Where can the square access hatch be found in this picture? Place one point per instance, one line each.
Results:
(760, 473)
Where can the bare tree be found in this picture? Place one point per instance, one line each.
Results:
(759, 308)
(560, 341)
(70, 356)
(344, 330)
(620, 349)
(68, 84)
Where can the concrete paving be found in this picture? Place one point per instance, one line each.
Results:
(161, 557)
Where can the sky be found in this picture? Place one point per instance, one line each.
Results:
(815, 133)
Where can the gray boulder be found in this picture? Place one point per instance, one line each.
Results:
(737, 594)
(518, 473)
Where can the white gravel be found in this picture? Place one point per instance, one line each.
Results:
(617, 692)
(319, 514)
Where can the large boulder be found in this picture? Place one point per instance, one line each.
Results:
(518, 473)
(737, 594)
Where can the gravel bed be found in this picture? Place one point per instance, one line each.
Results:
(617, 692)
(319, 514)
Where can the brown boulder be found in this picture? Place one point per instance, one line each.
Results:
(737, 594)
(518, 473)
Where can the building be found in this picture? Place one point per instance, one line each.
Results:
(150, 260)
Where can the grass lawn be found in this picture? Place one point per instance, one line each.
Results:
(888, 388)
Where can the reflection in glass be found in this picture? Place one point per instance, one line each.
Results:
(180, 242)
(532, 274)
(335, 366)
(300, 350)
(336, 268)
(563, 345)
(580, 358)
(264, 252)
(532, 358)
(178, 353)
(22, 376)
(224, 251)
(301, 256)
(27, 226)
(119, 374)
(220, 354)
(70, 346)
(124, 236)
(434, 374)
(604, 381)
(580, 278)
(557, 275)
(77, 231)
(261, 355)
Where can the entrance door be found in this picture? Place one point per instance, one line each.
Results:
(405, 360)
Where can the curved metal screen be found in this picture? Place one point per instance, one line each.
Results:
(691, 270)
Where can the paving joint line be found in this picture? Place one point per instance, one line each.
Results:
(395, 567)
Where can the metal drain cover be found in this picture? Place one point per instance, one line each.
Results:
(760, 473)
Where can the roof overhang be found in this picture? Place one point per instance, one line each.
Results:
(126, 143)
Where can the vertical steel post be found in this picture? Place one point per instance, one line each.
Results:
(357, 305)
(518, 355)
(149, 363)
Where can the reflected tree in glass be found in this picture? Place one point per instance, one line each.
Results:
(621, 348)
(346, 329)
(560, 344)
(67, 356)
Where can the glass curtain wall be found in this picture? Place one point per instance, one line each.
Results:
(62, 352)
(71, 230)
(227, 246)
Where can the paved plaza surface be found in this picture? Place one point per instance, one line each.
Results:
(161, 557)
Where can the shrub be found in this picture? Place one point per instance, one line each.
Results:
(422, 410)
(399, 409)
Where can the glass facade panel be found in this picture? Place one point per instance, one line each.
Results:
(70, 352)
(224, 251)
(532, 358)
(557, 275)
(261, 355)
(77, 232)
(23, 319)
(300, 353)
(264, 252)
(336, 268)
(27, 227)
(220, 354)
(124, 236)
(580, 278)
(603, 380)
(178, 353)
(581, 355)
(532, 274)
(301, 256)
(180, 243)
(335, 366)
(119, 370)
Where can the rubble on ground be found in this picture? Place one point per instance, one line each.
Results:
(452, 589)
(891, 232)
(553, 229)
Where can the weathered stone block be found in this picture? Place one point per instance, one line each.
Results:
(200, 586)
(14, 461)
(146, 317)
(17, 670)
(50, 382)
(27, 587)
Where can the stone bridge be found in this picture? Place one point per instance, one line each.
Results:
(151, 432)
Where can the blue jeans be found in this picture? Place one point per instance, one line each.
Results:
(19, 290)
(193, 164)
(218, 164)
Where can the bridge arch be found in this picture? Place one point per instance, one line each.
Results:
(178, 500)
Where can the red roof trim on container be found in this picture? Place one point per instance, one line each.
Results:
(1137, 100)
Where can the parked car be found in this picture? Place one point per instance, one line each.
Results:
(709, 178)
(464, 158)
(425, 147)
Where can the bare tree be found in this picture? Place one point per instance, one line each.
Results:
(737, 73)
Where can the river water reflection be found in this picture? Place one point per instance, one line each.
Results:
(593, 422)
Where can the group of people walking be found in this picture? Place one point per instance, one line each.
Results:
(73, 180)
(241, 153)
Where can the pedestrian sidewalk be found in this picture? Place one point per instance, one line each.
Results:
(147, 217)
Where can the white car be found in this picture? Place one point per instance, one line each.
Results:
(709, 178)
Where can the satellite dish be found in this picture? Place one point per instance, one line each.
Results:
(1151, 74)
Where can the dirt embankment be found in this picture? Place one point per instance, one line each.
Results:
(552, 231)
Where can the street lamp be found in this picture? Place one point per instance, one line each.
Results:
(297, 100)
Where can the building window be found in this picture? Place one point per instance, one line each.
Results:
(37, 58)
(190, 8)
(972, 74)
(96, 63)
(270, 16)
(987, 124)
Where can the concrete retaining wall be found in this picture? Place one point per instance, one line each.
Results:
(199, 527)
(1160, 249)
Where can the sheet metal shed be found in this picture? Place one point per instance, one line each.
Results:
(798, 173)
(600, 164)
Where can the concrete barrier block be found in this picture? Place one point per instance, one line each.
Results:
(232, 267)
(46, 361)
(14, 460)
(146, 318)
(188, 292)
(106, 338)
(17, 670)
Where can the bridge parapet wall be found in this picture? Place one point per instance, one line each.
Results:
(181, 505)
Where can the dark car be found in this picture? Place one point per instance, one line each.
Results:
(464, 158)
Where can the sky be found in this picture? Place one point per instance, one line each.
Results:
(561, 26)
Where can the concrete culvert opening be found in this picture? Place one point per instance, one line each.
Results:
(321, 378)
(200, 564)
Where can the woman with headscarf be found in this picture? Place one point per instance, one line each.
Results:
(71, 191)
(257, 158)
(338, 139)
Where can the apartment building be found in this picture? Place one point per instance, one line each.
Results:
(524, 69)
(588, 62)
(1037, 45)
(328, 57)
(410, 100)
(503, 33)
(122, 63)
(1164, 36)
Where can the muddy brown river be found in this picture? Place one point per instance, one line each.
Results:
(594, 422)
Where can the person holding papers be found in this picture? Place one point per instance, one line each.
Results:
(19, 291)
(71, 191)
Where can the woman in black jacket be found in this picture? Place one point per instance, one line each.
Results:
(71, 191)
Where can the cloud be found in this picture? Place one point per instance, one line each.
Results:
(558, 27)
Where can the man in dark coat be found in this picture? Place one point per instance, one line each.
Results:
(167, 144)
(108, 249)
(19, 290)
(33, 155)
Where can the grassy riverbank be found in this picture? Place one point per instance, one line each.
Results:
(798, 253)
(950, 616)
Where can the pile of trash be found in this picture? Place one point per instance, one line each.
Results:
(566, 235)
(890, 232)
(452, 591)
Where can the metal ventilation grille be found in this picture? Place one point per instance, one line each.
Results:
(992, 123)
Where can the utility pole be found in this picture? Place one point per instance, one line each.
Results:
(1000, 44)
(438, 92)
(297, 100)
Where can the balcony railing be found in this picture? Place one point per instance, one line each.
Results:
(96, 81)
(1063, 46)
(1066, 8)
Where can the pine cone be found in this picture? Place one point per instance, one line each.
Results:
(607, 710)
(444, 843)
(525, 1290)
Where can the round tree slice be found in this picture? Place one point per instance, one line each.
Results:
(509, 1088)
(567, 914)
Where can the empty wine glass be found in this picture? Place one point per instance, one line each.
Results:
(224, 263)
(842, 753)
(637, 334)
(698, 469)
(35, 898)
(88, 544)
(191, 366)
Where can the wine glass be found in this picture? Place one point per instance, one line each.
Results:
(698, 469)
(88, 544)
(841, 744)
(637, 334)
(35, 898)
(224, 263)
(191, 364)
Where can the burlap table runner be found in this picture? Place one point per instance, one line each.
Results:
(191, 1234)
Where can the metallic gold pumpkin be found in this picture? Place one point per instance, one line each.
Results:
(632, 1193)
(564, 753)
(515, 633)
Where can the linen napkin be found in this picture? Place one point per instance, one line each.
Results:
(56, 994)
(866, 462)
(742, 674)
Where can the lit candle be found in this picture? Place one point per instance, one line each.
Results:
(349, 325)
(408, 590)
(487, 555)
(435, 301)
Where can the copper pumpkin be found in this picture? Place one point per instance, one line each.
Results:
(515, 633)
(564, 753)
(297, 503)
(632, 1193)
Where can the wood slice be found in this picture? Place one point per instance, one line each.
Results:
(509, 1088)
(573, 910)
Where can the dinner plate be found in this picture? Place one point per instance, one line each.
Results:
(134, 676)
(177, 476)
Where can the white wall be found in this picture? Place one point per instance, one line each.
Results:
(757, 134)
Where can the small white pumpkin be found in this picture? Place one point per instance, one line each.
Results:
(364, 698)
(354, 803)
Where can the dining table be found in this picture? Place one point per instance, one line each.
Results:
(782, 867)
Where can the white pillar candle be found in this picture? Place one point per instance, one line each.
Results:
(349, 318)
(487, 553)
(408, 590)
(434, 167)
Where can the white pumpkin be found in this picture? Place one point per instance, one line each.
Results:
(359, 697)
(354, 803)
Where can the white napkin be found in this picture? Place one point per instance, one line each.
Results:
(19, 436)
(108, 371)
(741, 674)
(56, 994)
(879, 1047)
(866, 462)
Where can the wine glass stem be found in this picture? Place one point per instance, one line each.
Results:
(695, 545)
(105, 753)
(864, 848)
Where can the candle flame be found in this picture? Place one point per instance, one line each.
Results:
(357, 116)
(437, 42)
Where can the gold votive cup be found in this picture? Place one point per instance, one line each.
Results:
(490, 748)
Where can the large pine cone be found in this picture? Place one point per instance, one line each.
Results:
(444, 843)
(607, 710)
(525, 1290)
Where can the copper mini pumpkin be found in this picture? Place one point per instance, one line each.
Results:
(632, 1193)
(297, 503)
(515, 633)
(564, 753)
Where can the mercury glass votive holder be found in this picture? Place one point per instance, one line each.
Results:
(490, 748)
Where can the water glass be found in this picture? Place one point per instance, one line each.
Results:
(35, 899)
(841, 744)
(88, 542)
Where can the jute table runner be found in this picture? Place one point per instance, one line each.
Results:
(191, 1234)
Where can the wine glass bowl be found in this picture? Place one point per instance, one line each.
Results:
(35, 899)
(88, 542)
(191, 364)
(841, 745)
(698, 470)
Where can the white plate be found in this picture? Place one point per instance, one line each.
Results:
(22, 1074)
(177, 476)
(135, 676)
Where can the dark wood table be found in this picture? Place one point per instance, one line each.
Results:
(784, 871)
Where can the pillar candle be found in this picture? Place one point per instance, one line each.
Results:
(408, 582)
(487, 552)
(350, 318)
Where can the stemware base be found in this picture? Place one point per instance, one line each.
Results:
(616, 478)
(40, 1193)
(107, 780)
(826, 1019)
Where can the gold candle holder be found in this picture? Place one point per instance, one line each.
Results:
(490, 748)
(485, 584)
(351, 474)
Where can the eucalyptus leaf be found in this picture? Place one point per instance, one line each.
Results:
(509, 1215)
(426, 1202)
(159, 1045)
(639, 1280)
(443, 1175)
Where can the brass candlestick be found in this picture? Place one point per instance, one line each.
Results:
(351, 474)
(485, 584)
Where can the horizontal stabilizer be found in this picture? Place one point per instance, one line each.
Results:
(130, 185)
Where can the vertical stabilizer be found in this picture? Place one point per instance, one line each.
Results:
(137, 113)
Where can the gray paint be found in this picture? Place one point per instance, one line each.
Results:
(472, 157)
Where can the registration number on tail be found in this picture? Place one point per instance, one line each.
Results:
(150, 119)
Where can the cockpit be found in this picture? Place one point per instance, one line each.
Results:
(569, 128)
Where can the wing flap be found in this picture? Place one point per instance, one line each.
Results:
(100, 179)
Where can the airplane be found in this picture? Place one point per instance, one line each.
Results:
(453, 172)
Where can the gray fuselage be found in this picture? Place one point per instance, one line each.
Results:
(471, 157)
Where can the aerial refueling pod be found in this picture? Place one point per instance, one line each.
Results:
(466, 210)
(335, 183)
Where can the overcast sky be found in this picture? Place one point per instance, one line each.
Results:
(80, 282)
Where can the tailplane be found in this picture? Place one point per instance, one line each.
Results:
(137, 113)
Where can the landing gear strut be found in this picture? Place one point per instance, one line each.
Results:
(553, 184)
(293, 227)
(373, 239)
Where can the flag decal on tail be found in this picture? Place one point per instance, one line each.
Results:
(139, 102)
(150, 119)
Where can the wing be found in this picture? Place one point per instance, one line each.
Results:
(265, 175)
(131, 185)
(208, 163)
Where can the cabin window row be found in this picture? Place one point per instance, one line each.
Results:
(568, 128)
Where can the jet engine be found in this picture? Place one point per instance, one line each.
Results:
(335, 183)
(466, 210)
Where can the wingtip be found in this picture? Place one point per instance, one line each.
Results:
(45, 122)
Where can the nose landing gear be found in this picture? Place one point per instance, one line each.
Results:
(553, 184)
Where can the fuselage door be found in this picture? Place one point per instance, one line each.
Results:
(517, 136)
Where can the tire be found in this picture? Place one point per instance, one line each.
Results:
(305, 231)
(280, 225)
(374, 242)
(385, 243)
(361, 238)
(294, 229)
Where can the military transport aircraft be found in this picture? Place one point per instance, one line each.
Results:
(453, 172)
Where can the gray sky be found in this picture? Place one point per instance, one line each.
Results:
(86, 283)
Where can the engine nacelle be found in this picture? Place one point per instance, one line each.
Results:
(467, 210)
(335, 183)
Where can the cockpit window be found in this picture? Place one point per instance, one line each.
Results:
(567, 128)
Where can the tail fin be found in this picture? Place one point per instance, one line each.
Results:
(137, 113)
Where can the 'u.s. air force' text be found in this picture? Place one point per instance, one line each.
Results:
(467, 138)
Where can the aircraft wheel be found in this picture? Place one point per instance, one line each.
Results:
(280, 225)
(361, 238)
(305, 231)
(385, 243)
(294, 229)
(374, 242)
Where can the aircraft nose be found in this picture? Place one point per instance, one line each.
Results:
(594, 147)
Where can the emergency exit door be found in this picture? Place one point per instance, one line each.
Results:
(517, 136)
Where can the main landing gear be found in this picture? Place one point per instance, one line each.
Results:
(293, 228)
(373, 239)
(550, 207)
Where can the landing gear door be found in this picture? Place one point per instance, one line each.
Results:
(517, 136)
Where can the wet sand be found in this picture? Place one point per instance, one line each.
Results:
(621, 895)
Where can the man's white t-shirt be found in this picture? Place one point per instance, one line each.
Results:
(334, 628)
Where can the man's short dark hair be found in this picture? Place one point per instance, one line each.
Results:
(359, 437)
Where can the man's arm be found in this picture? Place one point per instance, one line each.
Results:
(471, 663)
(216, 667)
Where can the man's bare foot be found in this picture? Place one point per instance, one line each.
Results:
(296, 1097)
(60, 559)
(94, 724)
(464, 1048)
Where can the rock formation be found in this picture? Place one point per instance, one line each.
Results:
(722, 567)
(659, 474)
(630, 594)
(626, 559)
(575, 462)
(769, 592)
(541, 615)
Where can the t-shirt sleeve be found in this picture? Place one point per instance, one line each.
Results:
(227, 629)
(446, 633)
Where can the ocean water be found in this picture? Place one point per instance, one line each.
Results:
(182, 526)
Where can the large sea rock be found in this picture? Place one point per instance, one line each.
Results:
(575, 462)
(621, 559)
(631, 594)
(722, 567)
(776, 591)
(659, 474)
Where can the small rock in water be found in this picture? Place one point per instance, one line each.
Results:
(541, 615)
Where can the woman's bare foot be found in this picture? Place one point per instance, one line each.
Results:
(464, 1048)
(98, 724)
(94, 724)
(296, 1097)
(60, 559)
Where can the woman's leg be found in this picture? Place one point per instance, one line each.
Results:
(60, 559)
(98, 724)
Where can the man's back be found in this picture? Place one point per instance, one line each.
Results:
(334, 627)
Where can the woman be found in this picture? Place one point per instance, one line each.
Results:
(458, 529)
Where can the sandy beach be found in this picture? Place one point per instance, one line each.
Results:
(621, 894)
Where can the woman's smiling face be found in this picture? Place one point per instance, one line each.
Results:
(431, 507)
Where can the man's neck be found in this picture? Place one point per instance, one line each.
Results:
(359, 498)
◇ ◇ ◇ ◇
▸ What to do
Can you copy out the lines above, character for character, starting at the line that contains "Where can the candle" and ending at the line that contains "(826, 1019)", with both of those lines included?

▸ Solution below
Where can the candle flame be found in this picture? Place one point per instance, one line each.
Results:
(357, 116)
(437, 42)
Where can the gold votive cup be found in this picture? Place one point per instance, one line each.
Results:
(490, 748)
Where can the large pine cone be found in this picture? Place one point per instance, one line each.
Results:
(444, 843)
(607, 710)
(525, 1290)
Where can the copper mini pumpkin be found in this picture? Place one point per instance, one line each.
Results:
(632, 1193)
(297, 503)
(515, 633)
(564, 753)
Where can the mercury glass votive holder be found in this picture? Place one point per instance, one line each.
Results:
(490, 748)
Where can the water glass be found in this picture? Place one point per instance, one line each.
Results:
(35, 899)
(841, 744)
(88, 542)
Where can the jute table runner be found in this picture? Place one point per instance, one line each.
Results:
(191, 1234)
Where can the wine glass bowl be found in this picture? Place one point per instance, one line each.
Results:
(35, 899)
(88, 542)
(191, 364)
(841, 745)
(698, 470)
Where can the white plate be found in this picture? Place one point per instance, one line each.
Results:
(22, 1074)
(177, 476)
(135, 676)
Where can the dark wood table be found in this picture? Place one point per instance, one line each.
Results:
(784, 871)
Where can the pillar candle be found in this picture? Place one point per instance, one line each.
Results:
(408, 582)
(487, 552)
(350, 318)
Where can the stemware base be found in this picture? Place one point per instance, one line each.
Results:
(616, 478)
(40, 1193)
(107, 780)
(826, 1019)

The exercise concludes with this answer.